◆ **What you have to do**:
I need the lines below from the one with "segment: white concrete wall" down to the one with "segment: breaking wave" reproduced exactly, both ends included, and nothing else.

◆ **Given records**:

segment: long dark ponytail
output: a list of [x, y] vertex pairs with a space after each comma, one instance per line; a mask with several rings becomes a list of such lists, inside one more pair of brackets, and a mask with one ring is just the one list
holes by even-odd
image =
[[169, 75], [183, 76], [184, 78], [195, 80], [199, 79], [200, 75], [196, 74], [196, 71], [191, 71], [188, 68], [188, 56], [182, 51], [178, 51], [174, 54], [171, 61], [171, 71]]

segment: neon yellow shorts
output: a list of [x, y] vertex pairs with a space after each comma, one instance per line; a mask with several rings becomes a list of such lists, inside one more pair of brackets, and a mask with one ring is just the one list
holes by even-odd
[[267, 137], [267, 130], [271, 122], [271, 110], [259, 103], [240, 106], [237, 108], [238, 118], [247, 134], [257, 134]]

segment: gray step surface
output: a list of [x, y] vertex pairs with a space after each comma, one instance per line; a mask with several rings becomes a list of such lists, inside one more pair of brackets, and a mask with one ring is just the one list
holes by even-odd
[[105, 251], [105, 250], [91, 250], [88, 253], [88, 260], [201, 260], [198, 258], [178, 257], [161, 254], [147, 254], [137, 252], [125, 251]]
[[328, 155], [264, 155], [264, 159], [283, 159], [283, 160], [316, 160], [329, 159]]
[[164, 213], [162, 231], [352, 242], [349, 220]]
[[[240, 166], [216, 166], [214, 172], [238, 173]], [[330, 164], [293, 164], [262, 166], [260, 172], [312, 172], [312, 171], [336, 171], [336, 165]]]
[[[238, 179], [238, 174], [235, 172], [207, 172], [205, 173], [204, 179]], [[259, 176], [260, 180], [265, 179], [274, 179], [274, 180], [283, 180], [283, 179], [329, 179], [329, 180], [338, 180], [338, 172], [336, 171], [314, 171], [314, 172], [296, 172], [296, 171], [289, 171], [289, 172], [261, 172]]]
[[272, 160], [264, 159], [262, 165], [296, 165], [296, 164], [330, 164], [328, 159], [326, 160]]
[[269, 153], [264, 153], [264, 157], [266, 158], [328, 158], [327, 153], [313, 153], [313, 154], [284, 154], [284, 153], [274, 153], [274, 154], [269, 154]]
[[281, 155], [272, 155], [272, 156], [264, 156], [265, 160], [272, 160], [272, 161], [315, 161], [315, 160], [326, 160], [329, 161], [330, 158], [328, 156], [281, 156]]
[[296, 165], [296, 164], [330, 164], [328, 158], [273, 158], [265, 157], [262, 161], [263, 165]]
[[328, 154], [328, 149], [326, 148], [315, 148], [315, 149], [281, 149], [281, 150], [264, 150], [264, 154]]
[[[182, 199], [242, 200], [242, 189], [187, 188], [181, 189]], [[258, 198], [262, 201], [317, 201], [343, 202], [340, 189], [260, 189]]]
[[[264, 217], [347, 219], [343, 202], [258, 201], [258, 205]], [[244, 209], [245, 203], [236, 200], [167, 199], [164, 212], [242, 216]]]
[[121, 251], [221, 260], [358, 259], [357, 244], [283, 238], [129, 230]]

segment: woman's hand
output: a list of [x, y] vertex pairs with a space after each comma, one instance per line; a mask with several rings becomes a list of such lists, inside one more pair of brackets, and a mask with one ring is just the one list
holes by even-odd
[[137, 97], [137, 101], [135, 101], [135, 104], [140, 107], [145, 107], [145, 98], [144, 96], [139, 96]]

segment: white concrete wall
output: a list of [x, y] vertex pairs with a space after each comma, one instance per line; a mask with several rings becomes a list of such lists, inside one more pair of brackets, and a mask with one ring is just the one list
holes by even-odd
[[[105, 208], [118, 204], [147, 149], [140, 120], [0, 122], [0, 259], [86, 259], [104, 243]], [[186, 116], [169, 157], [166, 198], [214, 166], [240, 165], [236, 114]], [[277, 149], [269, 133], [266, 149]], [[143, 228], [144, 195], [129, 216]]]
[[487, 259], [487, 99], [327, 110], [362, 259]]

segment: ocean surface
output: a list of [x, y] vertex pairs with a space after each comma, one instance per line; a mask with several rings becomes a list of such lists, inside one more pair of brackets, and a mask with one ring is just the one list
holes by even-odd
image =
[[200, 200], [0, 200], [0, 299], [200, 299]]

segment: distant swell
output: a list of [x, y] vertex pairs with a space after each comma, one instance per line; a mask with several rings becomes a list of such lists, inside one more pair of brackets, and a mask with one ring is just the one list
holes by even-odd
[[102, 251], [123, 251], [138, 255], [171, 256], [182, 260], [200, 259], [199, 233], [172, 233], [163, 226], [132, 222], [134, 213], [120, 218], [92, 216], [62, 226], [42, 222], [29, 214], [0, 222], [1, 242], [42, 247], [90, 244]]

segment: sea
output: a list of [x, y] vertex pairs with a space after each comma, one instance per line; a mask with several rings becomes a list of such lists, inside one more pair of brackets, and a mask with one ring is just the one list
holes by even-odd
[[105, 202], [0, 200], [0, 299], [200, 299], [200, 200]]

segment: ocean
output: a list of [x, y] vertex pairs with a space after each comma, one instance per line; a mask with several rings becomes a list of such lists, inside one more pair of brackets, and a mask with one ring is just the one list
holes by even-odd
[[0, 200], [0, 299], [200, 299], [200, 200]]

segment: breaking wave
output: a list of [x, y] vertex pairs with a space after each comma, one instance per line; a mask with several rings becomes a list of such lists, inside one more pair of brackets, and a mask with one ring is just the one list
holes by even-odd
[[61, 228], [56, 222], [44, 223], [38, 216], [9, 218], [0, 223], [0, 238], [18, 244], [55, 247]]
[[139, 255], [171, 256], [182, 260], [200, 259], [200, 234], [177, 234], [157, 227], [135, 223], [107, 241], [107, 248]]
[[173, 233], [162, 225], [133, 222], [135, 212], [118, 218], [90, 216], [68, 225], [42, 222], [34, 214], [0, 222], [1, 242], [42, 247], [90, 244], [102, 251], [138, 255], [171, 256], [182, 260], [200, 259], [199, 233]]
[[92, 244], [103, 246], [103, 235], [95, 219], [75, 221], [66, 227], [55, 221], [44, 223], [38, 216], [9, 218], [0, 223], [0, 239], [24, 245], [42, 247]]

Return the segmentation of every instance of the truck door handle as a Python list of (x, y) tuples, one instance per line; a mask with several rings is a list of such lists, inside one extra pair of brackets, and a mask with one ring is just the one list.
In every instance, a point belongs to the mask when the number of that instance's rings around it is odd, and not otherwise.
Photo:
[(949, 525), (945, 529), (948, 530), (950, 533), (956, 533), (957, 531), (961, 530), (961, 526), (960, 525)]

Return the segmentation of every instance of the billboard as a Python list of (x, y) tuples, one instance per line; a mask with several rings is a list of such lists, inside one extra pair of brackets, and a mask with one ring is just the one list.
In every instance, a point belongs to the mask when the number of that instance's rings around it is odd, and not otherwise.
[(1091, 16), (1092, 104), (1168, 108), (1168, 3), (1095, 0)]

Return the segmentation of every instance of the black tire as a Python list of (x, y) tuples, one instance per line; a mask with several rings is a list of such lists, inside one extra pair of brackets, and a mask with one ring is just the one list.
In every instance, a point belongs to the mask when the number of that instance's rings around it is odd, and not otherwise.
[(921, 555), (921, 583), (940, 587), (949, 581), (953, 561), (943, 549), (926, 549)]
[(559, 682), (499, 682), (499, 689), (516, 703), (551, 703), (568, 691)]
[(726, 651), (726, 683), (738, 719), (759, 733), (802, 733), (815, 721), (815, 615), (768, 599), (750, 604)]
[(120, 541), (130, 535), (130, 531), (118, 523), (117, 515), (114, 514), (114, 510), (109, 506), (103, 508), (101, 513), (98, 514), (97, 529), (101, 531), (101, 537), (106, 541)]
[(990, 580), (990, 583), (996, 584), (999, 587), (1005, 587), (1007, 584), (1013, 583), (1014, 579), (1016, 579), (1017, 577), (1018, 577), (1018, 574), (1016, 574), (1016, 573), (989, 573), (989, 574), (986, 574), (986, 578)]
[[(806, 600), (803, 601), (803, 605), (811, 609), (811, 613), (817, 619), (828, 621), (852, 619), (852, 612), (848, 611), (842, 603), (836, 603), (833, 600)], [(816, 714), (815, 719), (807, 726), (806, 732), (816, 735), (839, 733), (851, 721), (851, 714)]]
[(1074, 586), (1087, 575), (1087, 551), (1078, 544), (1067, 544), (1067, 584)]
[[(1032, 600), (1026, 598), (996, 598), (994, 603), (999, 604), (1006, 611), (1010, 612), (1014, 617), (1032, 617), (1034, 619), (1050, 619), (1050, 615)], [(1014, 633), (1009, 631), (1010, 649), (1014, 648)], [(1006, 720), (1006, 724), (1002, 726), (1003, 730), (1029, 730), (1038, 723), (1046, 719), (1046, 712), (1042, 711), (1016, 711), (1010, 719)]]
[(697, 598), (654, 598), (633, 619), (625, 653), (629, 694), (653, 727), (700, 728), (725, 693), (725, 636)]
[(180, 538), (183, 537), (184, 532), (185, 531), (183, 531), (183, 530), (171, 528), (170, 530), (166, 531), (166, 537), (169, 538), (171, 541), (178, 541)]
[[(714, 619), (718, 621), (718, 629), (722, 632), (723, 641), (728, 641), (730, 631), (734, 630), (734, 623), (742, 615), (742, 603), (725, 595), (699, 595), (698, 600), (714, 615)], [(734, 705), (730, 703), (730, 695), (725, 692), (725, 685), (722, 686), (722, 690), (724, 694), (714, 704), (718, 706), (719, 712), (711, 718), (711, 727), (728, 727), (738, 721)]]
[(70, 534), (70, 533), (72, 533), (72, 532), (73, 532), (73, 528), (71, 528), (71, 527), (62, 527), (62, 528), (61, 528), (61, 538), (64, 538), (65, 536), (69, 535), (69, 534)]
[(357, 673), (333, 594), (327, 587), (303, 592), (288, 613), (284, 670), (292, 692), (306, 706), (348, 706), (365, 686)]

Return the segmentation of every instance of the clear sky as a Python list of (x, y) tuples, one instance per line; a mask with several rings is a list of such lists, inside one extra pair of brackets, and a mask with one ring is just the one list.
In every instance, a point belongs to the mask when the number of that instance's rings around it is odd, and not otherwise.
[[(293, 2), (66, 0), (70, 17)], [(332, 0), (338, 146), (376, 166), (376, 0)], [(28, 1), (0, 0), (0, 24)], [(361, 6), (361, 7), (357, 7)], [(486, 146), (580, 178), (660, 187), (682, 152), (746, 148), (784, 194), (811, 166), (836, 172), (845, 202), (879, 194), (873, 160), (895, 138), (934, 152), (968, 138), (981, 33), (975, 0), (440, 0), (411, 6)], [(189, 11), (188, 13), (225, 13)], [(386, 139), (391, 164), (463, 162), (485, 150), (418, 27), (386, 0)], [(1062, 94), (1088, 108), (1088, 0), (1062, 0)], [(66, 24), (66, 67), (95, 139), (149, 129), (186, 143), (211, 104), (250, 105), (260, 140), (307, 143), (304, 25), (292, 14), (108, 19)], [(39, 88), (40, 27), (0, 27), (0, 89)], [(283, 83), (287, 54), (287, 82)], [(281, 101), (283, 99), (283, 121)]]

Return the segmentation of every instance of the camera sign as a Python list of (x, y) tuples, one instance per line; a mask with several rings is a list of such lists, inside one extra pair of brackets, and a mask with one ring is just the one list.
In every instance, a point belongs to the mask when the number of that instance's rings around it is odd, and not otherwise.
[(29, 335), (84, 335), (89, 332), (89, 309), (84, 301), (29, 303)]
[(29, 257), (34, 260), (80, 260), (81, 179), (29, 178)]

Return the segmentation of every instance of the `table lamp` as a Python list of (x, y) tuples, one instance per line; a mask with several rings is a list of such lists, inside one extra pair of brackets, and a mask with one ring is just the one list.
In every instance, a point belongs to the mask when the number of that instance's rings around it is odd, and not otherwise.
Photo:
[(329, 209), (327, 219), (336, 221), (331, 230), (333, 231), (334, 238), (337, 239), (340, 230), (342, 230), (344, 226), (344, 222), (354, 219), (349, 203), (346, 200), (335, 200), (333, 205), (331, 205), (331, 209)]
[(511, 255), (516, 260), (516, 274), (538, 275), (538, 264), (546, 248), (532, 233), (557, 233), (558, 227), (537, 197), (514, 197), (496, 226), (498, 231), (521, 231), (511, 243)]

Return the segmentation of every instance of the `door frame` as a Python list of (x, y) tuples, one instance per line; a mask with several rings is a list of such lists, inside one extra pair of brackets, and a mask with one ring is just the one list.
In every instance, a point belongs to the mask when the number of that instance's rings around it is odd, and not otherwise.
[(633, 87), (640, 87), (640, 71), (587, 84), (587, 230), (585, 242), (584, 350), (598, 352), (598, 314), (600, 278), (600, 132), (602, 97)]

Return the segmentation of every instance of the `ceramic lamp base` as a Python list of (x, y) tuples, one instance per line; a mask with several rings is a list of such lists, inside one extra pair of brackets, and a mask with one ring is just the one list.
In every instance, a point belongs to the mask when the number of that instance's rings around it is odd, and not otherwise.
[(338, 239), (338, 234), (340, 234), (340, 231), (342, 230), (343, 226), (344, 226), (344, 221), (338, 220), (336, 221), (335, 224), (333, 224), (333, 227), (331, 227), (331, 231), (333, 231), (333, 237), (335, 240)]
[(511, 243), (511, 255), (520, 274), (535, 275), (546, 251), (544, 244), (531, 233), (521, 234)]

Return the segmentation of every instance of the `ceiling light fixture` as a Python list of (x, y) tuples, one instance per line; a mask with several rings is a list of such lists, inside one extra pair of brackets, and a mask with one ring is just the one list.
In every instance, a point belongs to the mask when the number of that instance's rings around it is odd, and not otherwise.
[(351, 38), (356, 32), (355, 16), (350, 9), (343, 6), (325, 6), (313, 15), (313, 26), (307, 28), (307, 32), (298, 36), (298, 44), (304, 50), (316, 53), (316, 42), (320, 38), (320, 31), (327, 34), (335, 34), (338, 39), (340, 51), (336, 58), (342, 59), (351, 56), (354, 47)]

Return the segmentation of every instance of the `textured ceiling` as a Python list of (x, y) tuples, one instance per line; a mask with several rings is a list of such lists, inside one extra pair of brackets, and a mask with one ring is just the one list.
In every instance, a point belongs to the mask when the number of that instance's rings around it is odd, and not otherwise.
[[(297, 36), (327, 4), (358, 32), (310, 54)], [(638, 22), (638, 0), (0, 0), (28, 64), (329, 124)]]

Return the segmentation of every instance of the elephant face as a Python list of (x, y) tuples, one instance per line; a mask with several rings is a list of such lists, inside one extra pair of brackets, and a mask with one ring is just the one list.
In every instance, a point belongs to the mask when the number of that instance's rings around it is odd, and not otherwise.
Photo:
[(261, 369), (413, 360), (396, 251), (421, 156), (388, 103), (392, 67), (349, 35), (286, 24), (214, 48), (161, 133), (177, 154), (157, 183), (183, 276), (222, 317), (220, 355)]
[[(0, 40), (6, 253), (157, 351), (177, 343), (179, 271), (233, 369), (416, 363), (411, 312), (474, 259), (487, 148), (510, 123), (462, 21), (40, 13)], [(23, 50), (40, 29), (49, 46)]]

◆ **Result below**:
segment: white concrete wall
output: a list of [x, y] vertex pairs with a space after each comma, one instance per line; a mask with several rings becomes a list of such lists, inside one more pair of brackets, and a mask with one ring is just the one list
holes by even-odd
[[[105, 208], [118, 204], [147, 149], [140, 120], [0, 122], [0, 259], [86, 259], [104, 243]], [[186, 116], [169, 157], [166, 198], [214, 166], [240, 165], [236, 114]], [[277, 149], [269, 133], [266, 149]], [[143, 228], [144, 195], [129, 216]]]
[[487, 259], [487, 99], [327, 110], [362, 259]]

segment: ocean surface
output: a list of [x, y] vertex pairs with a space after each comma, one instance per line; a mask with several rings becomes a list of such lists, inside one more pair of brackets, and a mask with one ring is just the one list
holes by even-odd
image =
[[200, 200], [0, 200], [0, 299], [200, 299]]

segment: distant swell
output: a list of [x, y] vertex pairs with a space after each comma, one instance per line; a mask with several rings becomes a list of such lists, inside one more pair of brackets, and a mask with one ring is just the one list
holes by even-odd
[[102, 251], [123, 251], [138, 255], [171, 256], [182, 260], [200, 259], [199, 233], [172, 233], [163, 226], [132, 222], [134, 213], [120, 218], [92, 216], [62, 226], [42, 222], [29, 214], [0, 222], [1, 242], [42, 247], [90, 244]]

segment: sea
output: a list of [x, y] vertex pairs with a space after each comma, one instance per line; a mask with several rings becomes a list of such lists, inside one more pair of brackets, and a mask with one ring is just the one list
holes by even-odd
[[105, 202], [0, 200], [0, 299], [200, 299], [200, 200]]

segment: ocean
output: a list of [x, y] vertex pairs with a space after each comma, one instance per line; a mask with several rings becomes a list of such lists, inside one more pair of brackets, and a mask with one ring is just the one list
holes by even-odd
[[0, 200], [0, 299], [200, 299], [200, 200]]

segment: breaking wave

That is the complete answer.